══ DOCUMENT SECTION

The Annual General Meeting of shareholders 2001 in Telefonaktiebolaget LM Ericsson (“Ericsson”) resolved to approve transfer of own stock in relation to the introduction of a Global Stock Incentive Program. The resolution comprised, inter alia, a right for the company to transfer a maximum of 31,000,000 shares of series B to cover certain payments, mainly for social security charges that may occur in relation to the Program. According to the resolution by the Annual General Meeting, transfer should take place prior to the Annual General Meeting 2002. No such transfer had been made pursuant to the resolution prior to the Annual General Meeting 2002, at which the Meeting made a new resolution that the company should be able to transfer own stock as described above prior to the Annual General Meeting of share 2003. In accordance with the resolution, 460,535 shares have been transferred up to March 4, 2003.

 

Proposal

Therefore, the Board of Directors proposes the Annual General Meeting of shareholders to resolve that Ericsson shall have the right to transfer, prior to the Annual General Meeting 2004, a maximum of 30,539,465 shares of series B, or the lower number of shares of series B, which as per March 25, 2003, remains of the original 31,000,000 shares, for the purpose of covering certain payments, primarily social security charges that may occur in relation to the company’s Global Stock Incentive Program 2001. Transfer of the shares shall be effected at at a price within the, at each time, registered price interval for the share.

 

Item 16 Implementation of the Stock Purchase Plan 2003 and on account of this, Amendment of the Articles of Association, Directed Stock Issue, Authoriziation on a Directed Offer to Acquire own Stock and Transfer of Re-purchased Own Stock

 

Background

The Annual General Meeting of shareholders in Telefonaktiebolaget LM Ericsson (“Ericsson”) 28 March 2001 resolved on inter alia the issuance and purchase of treasury stock in connection with a stock related incentive program, the Global Stock Incentive Program 2001, comprising two parts, a Stock Option Plan 2001 - 2002 and a two-year Stock Purchase Plan.

════
══ INFORMATION PROVIDED

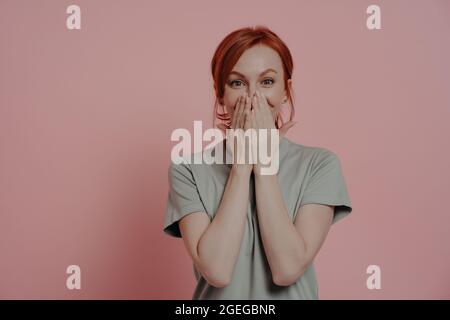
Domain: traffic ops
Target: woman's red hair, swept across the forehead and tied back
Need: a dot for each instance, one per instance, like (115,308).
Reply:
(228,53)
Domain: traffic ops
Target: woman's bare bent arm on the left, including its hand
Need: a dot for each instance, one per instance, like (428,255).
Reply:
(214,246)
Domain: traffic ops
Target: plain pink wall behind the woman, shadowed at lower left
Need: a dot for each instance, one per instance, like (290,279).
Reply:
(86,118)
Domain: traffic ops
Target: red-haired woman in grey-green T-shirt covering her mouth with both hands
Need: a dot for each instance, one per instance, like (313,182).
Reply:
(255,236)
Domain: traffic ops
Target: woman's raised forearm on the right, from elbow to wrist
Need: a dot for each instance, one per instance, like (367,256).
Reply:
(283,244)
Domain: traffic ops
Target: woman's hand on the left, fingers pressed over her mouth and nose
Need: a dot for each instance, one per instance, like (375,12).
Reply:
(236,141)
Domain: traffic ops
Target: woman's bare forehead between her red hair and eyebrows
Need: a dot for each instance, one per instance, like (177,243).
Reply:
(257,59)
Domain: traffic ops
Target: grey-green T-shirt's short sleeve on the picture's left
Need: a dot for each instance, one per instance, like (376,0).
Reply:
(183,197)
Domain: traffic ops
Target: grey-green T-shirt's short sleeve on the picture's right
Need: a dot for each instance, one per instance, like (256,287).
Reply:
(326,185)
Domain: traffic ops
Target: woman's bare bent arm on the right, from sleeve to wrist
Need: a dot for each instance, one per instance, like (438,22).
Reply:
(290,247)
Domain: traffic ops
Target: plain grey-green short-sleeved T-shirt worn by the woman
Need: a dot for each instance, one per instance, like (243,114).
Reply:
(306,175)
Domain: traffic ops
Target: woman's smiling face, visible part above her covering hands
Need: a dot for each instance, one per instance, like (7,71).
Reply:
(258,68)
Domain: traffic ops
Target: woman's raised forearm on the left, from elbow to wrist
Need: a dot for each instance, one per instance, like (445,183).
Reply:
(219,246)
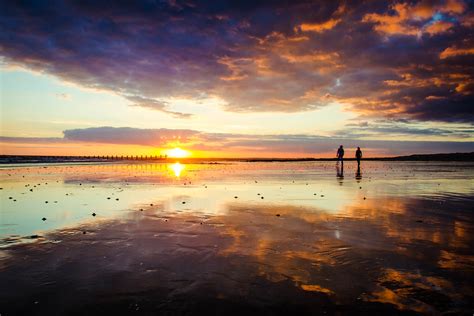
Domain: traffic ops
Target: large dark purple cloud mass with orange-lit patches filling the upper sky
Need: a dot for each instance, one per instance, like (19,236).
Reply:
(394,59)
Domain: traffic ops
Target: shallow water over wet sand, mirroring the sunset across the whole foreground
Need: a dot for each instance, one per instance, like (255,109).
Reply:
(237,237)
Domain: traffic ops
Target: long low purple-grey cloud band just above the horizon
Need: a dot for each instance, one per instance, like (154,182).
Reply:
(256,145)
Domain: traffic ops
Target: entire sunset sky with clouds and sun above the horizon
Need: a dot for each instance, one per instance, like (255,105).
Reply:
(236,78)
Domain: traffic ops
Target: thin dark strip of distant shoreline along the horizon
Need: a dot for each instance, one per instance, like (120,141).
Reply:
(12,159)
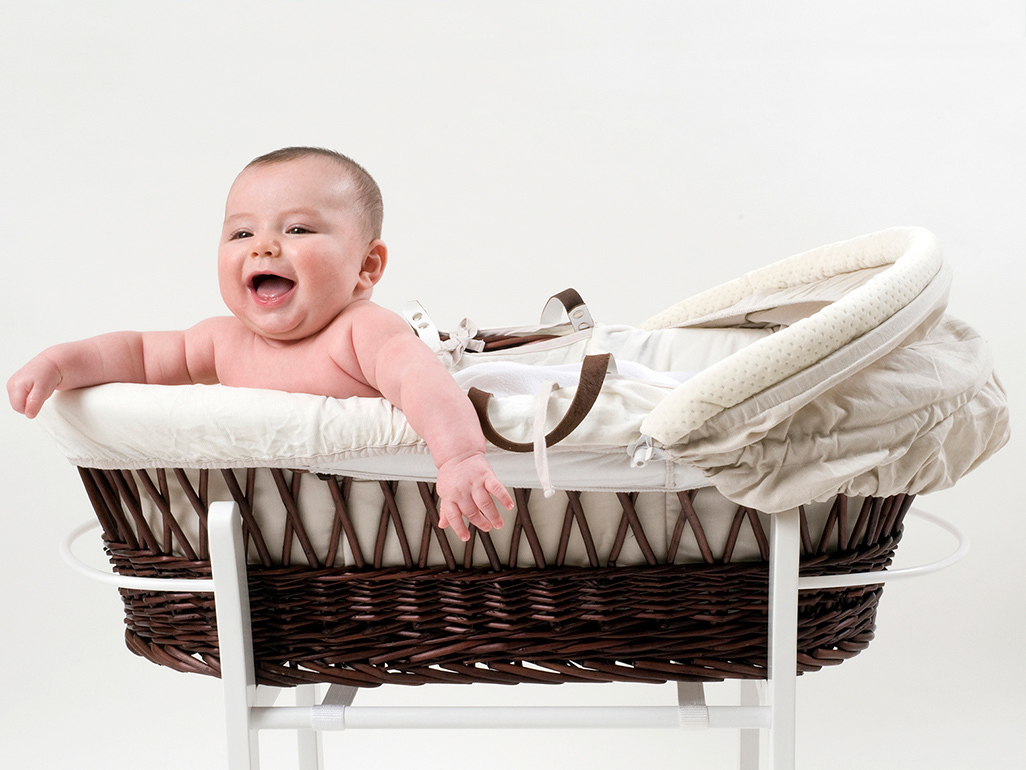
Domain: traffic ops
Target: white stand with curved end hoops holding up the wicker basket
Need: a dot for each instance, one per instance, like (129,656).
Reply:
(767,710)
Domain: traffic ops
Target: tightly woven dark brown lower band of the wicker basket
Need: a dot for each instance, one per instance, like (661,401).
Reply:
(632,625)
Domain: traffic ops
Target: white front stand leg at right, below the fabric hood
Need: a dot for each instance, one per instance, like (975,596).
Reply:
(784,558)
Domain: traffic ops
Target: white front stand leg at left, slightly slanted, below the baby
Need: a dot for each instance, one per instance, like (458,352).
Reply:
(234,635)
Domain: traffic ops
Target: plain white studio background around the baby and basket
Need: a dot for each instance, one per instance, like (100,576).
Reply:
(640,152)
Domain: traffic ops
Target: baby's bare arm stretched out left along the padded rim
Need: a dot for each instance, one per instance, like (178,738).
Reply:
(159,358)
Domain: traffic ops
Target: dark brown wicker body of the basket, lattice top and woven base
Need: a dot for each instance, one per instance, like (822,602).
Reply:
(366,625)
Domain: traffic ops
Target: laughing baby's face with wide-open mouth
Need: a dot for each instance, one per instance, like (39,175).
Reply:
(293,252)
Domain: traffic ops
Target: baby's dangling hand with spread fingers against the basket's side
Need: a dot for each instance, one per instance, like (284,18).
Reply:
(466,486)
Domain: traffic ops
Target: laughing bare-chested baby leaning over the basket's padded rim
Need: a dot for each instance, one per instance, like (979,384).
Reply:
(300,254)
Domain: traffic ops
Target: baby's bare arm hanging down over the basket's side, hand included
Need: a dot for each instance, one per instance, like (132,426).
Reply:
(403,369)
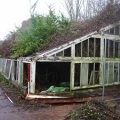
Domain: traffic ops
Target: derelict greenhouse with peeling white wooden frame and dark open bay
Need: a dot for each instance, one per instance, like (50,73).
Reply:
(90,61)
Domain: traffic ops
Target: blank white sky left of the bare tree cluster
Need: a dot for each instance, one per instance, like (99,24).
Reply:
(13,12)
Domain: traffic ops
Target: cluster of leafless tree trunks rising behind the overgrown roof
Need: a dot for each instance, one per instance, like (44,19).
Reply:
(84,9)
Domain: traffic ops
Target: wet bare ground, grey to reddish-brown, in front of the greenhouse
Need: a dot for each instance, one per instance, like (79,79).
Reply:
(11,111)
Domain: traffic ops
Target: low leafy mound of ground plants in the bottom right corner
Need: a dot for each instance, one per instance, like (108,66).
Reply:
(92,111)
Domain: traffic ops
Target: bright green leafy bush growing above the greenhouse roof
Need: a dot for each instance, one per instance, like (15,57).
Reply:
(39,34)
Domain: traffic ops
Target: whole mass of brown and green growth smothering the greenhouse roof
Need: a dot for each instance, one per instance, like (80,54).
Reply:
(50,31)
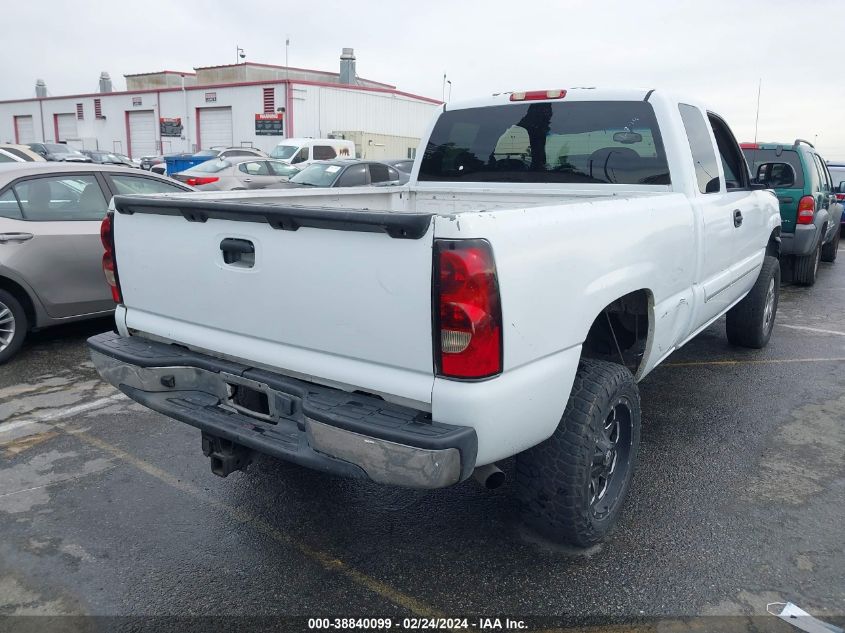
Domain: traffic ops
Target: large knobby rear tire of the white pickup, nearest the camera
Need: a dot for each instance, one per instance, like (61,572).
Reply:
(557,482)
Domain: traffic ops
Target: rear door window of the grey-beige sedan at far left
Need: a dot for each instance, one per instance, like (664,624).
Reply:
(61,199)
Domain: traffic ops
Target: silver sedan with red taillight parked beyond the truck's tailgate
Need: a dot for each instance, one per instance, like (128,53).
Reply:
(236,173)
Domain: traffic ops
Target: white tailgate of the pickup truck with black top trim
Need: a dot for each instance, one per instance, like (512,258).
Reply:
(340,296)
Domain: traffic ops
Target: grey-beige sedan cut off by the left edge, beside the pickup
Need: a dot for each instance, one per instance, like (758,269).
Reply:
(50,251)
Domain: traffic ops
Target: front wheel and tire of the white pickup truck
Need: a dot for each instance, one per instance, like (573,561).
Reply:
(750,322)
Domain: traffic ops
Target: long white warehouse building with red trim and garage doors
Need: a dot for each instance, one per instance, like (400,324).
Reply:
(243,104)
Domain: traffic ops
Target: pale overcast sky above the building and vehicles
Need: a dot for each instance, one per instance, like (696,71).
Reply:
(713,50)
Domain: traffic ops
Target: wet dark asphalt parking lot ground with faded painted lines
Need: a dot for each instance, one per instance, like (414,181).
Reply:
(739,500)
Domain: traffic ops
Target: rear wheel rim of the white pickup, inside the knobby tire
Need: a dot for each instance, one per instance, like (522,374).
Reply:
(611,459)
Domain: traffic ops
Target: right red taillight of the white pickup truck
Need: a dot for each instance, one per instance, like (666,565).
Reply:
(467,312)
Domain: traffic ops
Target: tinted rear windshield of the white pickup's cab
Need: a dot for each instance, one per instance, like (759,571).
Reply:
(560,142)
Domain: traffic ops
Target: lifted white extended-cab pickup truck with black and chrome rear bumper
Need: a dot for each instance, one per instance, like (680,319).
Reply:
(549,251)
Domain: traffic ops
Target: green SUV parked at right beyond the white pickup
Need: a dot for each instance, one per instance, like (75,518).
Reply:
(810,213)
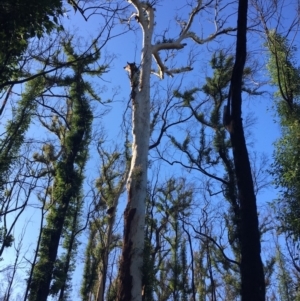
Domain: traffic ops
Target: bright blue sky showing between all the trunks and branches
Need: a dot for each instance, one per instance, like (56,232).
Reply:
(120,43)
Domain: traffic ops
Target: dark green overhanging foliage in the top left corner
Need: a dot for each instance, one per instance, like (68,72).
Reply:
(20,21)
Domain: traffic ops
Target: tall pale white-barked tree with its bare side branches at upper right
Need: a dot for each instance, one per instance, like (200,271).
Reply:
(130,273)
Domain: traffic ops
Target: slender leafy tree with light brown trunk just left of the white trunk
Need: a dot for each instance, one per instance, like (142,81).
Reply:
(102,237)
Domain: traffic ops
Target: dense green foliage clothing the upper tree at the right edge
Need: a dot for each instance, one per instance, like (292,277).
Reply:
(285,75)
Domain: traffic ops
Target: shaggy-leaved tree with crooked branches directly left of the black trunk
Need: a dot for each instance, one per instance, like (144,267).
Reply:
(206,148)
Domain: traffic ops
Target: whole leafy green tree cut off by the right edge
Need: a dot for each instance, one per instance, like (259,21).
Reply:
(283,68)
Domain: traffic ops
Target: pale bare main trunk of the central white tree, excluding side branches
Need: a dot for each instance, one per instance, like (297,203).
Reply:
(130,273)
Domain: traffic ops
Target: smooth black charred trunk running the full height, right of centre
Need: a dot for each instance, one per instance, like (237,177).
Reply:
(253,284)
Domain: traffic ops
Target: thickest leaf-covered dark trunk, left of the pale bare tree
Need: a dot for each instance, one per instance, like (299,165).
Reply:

════

# WHAT THE TASK REQUIRES
Write out, word for word, the part of the Ericsson shareholder meeting text that opens with the words containing "Therefore, the Board" and closes with "for the share.". The items were taken from a different source than the Ericsson shareholder meeting text.

# OUTPUT FOR THIS TASK
Therefore, the Board of Directors proposes the Annual General Meeting of shareholders to resolve that Ericsson shall have the right to transfer, prior to the Annual General Meeting 2004, a maximum of 30,539,465 shares of series B, or the lower number of shares of series B, which as per March 25, 2003, remains of the original 31,000,000 shares, for the purpose of covering certain payments, primarily social security charges that may occur in relation to the company’s Global Stock Incentive Program 2001. Transfer of the shares shall be effected at at a price within the, at each time, registered price interval for the share.